• _Prompt 1_
In the Gloria Reyes article, what does the text point to as the start of her political involvement at a young age? Answer in one to three sentences.
• _Prompt 2_
Duplicate the passage of the Gloria Reyes article between "Member of the Chamber of Deputies of" and "2020 and 2026.", inclusive.

• _Text provided_
Member of the Chamber of Deputies of the Dominican Republic
- In office 16 August 2016 – 16 August 2020

Personal details
- Born: Gloria Roely Reyes Gómez 19 October 1986 (age 39) Santo Domingo, Dominican Republic
- Party: Dominican Revolutionary Party (until 2014) Modern Revolutionary Party
- Education: Pontificia Universidad Católica Madre y Maestra Complutense University of Madrid University of Alcalá Universidad Católica Santo Domingo
- Occupation: Politician

= Gloria Reyes =

Dominican politician (born 1986)

Gloria Roely Reyes Gómez (born 19 October 1986) is a Dominican politician who is serving as Minister of Women of the Dominican Republic since 2026. She previously served as member of the Chamber of Deputies between 2016 and 2020 and headed the Progresando con Solidaridad (Supérate) program between 2020 and 2026.

==Early life==
Reyes was born on 19 October 1986 in Santo Domingo, Dominican Republic. Her father was a leader of the Dominican Revolutionary Party in the 1980s; he ran for the Chamber of Deputies of the Dominican Republic but was not elected in the party primaries.

She holds a degree in law from Pontificia Universidad Católica Madre y Maestra and a graduate degree in political science from Universidad Católica Santo Domingo, as well as master’s degrees in international law from Complutense University of Madrid and in microfinance and social development from University of Alcalá. Her other studies include specializations in political communication and election campaigns, as well as participation in leadership and political management programs through USAID, a program on women’s political empowerment in Israel, the FES New York Academy in 2018, and other training sessions on China and regional Latin American forums on equality and children’s rights.

==Career==
Her political involvement began at a young age, when she led the Dominican Revolutionary Party’s youth campaign during the 2012 presidential elections; she served as national vice president of the PRD's Dominican Revolutionary Youth and joined the Modern Revolutionary Party’s political committee in 2014. In 2016, Reyes received the Esquina Joven Award from the newspaper Hoy, and in 2018 she won the National Youth Award, both in the political leadership category.

Reyes got elected member of the Chamber of Deputies in the 2016 general election representing Santo Domingo Province, becoming the youngest elected ever deputy of the Congress. She was sworn in on 16 August 2016. Between 2016 and 2017, she served as deputy spokesperson for the Modern Revolutionary Party's parliamentary group. In March 2017, Reyes initiated a discussion on reforming the Civil Code to eliminate child marriage, a measure that was approved by the Chamber of Deputies but not by the Senate.

• _Information supplied_
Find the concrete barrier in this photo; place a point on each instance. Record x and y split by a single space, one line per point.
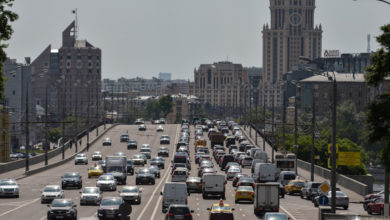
13 165
38 170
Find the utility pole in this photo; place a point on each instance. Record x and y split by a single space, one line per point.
27 132
47 144
313 125
273 123
334 156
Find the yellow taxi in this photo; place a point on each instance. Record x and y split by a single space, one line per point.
95 171
294 186
221 211
244 193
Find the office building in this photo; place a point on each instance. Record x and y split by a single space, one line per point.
290 34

• _Task answer 1_
Her involvement began when she led the Dominican Revolutionary Party's youth campaign during the 2012 presidential elections. She also served as national vice president of the PRD's Dominican Revolutionary Youth.

• _Task answer 2_
Member of the Chamber of Deputies of the Dominican Republic
- In office 16 August 2016 – 16 August 2020

Personal details
- Born: Gloria Roely Reyes Gómez 19 October 1986 (age 39) Santo Domingo, Dominican Republic
- Party: Dominican Revolutionary Party (until 2014) Modern Revolutionary Party
- Education: Pontificia Universidad Católica Madre y Maestra Complutense University of Madrid University of Alcalá Universidad Católica Santo Domingo
- Occupation: Politician

= Gloria Reyes =

Dominican politician (born 1986)

Gloria Roely Reyes Gómez (born 19 October 1986) is a Dominican politician who is serving as Minister of Women of the Dominican Republic since 2026. She previously served as member of the Chamber of Deputies between 2016 and 2020 and headed the Progresando con Solidaridad (Supérate) program between 2020 and 2026.